**TASK PROMPT**. Retrieve all lines below that have the string "include".

[Records drawn from a dataset]
[Start of section]

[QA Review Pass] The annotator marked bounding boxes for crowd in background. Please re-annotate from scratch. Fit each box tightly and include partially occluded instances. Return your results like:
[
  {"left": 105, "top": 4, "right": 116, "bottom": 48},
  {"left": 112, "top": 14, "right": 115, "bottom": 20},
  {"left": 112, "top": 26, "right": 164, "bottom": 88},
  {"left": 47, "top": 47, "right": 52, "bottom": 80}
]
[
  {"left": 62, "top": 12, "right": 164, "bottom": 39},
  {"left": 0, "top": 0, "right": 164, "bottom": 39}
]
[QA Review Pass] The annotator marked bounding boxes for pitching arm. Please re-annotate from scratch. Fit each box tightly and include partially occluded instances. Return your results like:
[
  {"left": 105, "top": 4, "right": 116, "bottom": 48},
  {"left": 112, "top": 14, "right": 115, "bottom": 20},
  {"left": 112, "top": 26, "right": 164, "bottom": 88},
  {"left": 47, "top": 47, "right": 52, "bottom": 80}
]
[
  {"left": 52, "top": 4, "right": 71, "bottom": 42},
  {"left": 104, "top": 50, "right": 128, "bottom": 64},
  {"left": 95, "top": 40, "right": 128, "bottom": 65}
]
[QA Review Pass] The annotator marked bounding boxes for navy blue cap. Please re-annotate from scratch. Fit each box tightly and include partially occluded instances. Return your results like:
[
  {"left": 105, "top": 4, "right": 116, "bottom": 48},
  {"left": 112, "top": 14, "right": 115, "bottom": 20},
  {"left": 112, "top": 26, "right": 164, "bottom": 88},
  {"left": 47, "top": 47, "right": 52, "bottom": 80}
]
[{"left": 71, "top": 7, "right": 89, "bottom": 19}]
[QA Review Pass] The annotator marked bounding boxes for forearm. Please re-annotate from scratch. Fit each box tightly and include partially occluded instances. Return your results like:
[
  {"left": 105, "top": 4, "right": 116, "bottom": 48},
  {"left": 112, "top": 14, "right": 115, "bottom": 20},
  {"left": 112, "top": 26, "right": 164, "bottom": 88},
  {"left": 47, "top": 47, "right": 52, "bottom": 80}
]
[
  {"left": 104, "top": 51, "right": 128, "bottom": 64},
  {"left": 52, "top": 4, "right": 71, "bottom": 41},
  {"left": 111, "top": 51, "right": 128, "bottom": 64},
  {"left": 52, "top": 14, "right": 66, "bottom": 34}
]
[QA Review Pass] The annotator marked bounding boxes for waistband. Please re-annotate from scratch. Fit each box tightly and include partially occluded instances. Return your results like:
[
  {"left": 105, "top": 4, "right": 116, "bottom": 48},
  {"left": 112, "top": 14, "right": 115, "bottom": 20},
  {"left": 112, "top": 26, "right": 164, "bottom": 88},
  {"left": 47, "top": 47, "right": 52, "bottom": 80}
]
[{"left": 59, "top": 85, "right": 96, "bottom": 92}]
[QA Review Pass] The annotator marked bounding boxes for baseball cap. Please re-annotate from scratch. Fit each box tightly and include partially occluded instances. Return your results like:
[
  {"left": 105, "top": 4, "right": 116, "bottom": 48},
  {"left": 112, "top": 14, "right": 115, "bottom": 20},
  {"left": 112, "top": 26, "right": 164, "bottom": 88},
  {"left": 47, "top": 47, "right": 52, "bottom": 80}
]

[End of section]

**FINISHED EXERCISE**.
[QA Review Pass] The annotator marked bounding boxes for crowd in background. Please re-annotate from scratch. Fit each box tightly and include partially occluded instances. Return your results like:
[QA Review Pass] The annotator marked bounding boxes for pitching arm. Please re-annotate from scratch. Fit each box tightly and include partially occluded instances. Return your results like:
[QA Review Pass] The annotator marked bounding boxes for navy blue cap. Please re-annotate from scratch. Fit each box tightly and include partially occluded instances. Return your results like:
[QA Review Pass] The annotator marked bounding boxes for forearm. Please re-annotate from scratch. Fit each box tightly and include partially occluded instances. Return your results like:
[QA Review Pass] The annotator marked bounding boxes for waistband. Please re-annotate from scratch. Fit each box tightly and include partially occluded instances. Return your results like:
[QA Review Pass] The annotator marked bounding boxes for baseball cap. Please re-annotate from scratch. Fit each box tightly and include partially occluded instances. Return your results like:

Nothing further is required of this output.